═══ Records provided

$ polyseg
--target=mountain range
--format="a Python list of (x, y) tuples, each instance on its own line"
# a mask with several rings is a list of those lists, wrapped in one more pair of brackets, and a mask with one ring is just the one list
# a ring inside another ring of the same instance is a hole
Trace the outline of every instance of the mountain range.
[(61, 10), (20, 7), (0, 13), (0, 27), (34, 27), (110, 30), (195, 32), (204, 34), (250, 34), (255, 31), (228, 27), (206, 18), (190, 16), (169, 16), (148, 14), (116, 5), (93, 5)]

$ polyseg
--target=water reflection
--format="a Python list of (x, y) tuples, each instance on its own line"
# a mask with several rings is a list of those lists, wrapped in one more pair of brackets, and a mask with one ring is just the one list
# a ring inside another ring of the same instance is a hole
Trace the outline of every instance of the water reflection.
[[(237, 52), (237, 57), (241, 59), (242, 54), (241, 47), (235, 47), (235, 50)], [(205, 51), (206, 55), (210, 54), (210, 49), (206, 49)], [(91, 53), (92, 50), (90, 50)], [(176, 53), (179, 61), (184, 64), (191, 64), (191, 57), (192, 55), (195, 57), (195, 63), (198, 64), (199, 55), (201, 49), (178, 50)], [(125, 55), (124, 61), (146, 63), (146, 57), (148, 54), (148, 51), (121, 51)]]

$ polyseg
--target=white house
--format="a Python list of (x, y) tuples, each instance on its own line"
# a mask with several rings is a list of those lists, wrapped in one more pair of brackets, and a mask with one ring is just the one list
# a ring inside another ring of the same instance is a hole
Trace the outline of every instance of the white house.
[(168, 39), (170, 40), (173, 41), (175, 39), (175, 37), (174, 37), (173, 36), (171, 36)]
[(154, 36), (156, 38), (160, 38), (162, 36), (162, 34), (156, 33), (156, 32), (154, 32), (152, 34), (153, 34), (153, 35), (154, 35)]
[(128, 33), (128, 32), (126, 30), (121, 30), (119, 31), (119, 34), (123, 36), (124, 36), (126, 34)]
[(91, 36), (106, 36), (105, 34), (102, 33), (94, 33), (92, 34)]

══════
═══ Records provided

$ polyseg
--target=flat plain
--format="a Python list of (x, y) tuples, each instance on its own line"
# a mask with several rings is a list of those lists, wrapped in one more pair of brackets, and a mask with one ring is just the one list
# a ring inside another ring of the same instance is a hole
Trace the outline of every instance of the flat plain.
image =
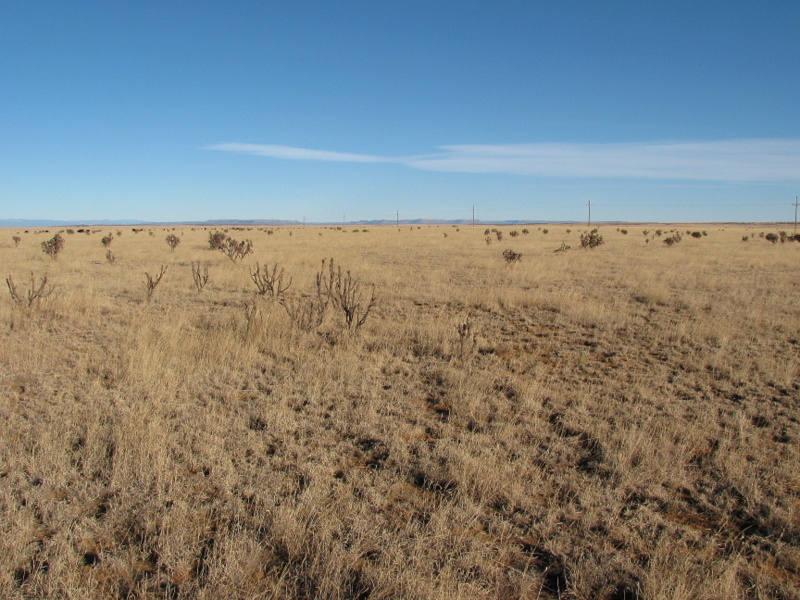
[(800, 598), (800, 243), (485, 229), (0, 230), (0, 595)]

══════

What you need to do:
Copy out, in full, each line above that contains the word "flat".

Response:
--target=flat plain
Trace the outline of every instance of the flat plain.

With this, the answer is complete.